# [EXERCISE INPUT]
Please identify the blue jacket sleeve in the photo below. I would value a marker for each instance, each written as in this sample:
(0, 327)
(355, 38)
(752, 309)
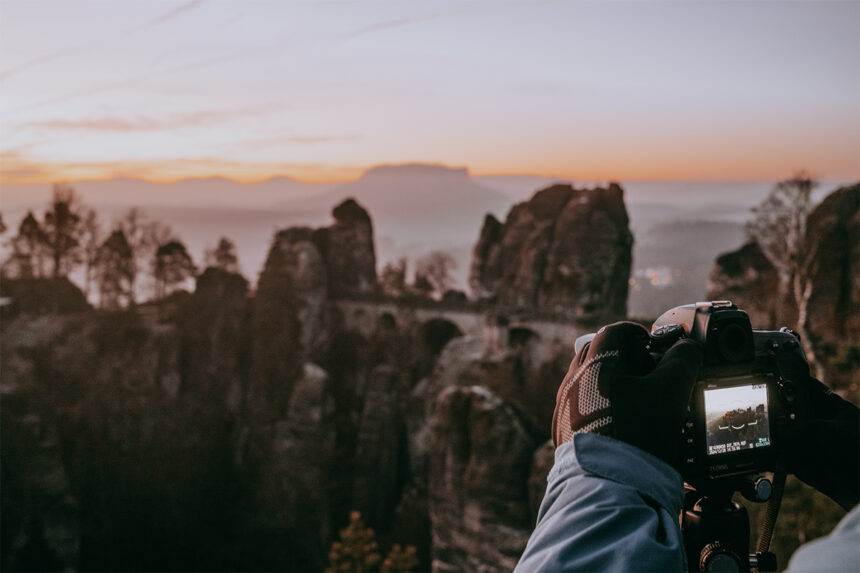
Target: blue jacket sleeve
(609, 506)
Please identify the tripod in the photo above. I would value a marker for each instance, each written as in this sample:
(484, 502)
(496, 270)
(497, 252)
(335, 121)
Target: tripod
(717, 529)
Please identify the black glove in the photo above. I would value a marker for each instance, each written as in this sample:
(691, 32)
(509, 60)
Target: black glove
(612, 388)
(824, 449)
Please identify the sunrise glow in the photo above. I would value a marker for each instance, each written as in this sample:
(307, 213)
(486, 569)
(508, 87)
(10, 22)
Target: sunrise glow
(320, 91)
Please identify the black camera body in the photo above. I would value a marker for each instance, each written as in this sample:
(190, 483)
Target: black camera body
(748, 380)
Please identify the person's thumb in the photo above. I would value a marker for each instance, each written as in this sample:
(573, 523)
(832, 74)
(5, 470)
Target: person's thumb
(676, 372)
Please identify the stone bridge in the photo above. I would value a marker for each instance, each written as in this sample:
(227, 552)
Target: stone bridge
(544, 335)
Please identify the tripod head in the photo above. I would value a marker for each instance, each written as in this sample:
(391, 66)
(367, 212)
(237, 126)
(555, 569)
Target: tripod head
(716, 528)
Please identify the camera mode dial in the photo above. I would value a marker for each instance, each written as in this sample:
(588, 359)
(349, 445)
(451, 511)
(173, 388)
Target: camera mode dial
(717, 557)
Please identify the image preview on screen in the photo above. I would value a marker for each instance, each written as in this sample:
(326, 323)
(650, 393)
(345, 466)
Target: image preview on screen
(736, 418)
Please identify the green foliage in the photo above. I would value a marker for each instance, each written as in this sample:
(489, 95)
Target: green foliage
(400, 559)
(358, 550)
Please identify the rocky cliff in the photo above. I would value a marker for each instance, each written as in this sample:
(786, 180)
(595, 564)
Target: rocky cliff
(230, 430)
(565, 251)
(834, 307)
(746, 277)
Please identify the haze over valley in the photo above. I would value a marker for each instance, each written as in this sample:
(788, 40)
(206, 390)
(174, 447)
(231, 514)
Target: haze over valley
(679, 226)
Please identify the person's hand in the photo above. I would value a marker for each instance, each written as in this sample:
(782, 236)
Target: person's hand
(824, 449)
(614, 389)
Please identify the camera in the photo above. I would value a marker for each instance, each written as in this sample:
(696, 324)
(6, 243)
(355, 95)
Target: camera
(749, 379)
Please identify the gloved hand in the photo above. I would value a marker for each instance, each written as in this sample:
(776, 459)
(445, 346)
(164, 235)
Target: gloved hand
(613, 388)
(824, 449)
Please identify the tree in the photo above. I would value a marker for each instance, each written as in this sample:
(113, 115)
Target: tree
(143, 237)
(223, 256)
(172, 266)
(29, 254)
(116, 270)
(436, 269)
(62, 230)
(91, 239)
(779, 228)
(358, 550)
(392, 279)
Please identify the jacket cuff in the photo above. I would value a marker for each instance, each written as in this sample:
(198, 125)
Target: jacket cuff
(620, 462)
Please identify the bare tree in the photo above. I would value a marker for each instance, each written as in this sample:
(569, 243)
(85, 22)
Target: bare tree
(436, 269)
(91, 240)
(115, 271)
(172, 267)
(779, 227)
(62, 229)
(392, 279)
(29, 253)
(143, 237)
(223, 256)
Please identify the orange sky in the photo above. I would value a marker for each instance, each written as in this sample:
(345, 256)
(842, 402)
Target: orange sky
(322, 91)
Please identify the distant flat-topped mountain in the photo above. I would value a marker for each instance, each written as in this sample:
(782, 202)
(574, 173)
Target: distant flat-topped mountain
(422, 202)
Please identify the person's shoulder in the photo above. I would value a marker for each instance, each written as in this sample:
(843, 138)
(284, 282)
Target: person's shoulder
(838, 551)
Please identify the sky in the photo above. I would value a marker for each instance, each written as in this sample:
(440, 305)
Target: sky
(320, 91)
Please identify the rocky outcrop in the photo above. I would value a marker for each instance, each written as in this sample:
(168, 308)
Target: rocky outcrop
(750, 280)
(213, 325)
(41, 296)
(380, 458)
(747, 278)
(348, 250)
(480, 455)
(566, 251)
(301, 461)
(542, 462)
(834, 307)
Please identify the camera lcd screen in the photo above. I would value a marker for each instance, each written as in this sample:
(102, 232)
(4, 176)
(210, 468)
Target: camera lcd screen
(736, 419)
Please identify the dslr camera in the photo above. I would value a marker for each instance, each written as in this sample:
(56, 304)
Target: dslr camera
(748, 380)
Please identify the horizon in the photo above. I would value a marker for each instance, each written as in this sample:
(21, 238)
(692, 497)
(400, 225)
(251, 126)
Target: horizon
(418, 164)
(320, 92)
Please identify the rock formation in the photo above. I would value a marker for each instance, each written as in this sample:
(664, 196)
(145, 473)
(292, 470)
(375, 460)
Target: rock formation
(747, 278)
(834, 307)
(380, 458)
(480, 455)
(348, 250)
(566, 251)
(213, 328)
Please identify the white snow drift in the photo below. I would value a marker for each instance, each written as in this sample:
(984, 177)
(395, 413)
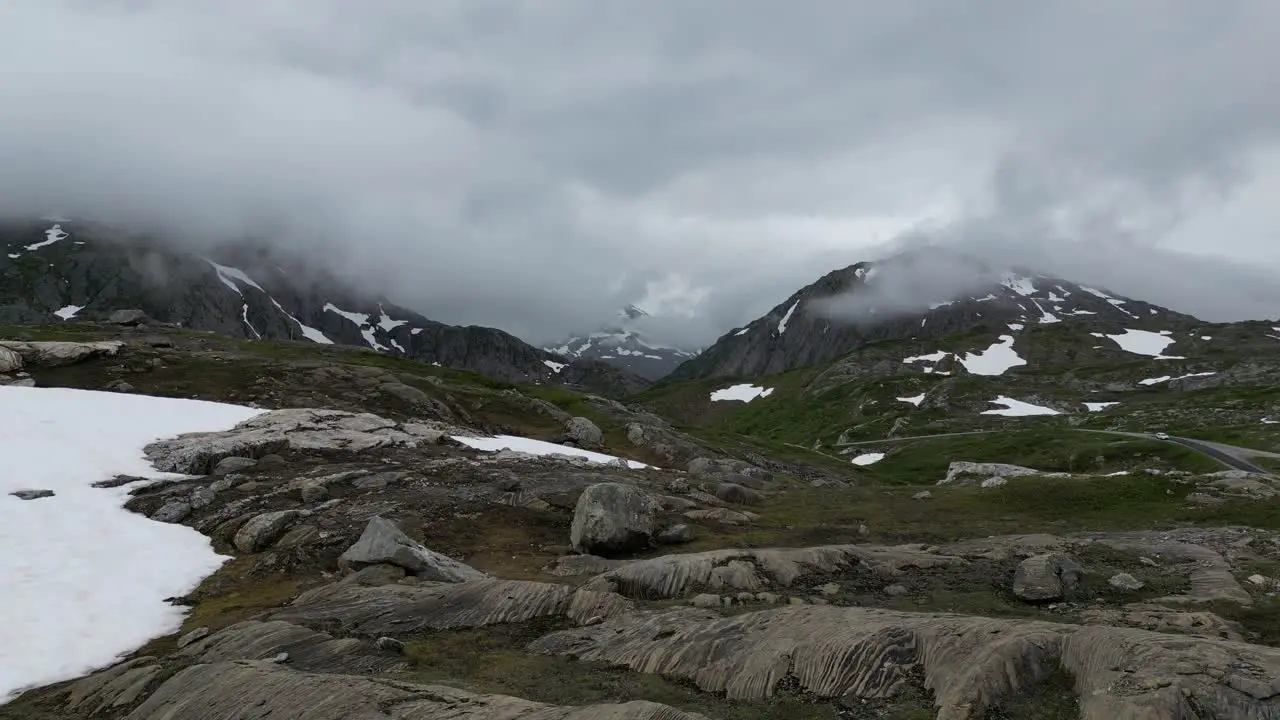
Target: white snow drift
(1146, 342)
(744, 392)
(536, 447)
(992, 361)
(1018, 409)
(83, 579)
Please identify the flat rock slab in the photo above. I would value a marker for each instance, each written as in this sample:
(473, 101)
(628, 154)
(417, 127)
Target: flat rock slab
(969, 662)
(396, 610)
(265, 691)
(286, 429)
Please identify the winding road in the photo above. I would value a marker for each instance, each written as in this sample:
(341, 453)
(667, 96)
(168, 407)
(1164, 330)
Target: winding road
(1229, 455)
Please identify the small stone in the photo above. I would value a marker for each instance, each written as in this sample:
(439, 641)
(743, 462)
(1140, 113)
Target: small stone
(389, 645)
(270, 461)
(1125, 582)
(228, 465)
(315, 493)
(676, 534)
(173, 511)
(705, 600)
(32, 493)
(202, 497)
(225, 483)
(264, 529)
(197, 634)
(584, 432)
(739, 495)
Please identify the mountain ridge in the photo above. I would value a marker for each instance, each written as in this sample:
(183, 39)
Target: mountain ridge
(842, 311)
(624, 343)
(59, 270)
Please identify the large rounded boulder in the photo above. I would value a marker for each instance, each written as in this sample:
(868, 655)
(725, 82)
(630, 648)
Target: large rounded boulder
(613, 519)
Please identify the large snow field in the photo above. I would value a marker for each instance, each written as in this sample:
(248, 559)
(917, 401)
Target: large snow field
(82, 579)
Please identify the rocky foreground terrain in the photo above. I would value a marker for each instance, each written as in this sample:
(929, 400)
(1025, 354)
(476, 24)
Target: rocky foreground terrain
(383, 569)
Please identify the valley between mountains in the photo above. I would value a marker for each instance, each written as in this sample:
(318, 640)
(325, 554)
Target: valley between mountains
(1029, 500)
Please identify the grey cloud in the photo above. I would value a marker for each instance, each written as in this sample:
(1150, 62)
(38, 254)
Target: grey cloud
(504, 163)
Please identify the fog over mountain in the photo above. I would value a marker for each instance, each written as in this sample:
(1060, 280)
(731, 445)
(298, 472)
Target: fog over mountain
(534, 167)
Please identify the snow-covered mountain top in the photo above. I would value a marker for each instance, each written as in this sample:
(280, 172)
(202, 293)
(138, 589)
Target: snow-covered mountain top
(917, 296)
(624, 342)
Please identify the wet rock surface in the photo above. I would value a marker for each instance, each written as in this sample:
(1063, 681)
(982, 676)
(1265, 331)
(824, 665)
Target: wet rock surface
(382, 572)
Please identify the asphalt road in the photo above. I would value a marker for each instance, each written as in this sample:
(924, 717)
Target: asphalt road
(1230, 456)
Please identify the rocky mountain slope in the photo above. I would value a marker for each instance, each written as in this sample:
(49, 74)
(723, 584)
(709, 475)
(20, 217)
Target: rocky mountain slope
(888, 301)
(625, 345)
(391, 560)
(53, 272)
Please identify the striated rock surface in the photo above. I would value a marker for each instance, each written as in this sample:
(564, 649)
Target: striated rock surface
(613, 518)
(752, 570)
(383, 542)
(446, 606)
(969, 662)
(268, 691)
(284, 429)
(56, 354)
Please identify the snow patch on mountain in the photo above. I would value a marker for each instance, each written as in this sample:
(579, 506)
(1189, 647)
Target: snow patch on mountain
(1146, 342)
(1168, 378)
(85, 579)
(744, 392)
(1018, 409)
(1020, 285)
(361, 320)
(385, 322)
(782, 323)
(228, 276)
(51, 236)
(307, 331)
(993, 360)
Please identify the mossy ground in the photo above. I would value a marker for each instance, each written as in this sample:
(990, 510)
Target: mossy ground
(494, 661)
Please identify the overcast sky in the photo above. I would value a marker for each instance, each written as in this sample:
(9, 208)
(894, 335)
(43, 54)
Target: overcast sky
(538, 164)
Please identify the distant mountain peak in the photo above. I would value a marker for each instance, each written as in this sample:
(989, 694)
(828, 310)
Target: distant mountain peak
(632, 313)
(625, 345)
(910, 296)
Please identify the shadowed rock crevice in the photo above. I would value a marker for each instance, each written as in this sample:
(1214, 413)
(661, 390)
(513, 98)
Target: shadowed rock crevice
(969, 662)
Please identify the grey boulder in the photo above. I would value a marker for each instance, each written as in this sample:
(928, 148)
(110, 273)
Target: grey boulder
(1046, 577)
(383, 543)
(612, 518)
(584, 432)
(264, 529)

# [EXERCISE TASK]
Reproduce the entries from the line with "Please identify the mossy" through the end of the entries, changing "overcast sky" to "cloudy sky" wherever it occurs and leaving everything else as it is.

# [FINISHED ANSWER]
Please identify the mossy ground in the photo above. I would value a marker for each instance, each written as in this sample:
(990, 510)
Target: mossy ground
(494, 661)
Please identify the cloudy sky in the photo above. I would value a marker for each instance, each written as in this sample:
(9, 208)
(894, 335)
(43, 54)
Target: cloudy sky
(538, 164)
Please identify the distant mountain peak in the photo above. I would value a marker for each instance, each written as in this sample:
(989, 694)
(828, 310)
Target: distant mountain peak
(632, 313)
(625, 345)
(910, 296)
Please identify the shadowed rock crevice in the photo above. I would value a marker for each instance, each written as in this sample:
(1214, 413)
(661, 390)
(513, 98)
Target: shadowed rock crevice
(969, 662)
Please identify the grey boulder in the photo above. I would value a marker for each instance, each written as in this sample:
(928, 148)
(110, 273)
Target: grey boulder
(1046, 577)
(383, 543)
(612, 518)
(584, 432)
(264, 529)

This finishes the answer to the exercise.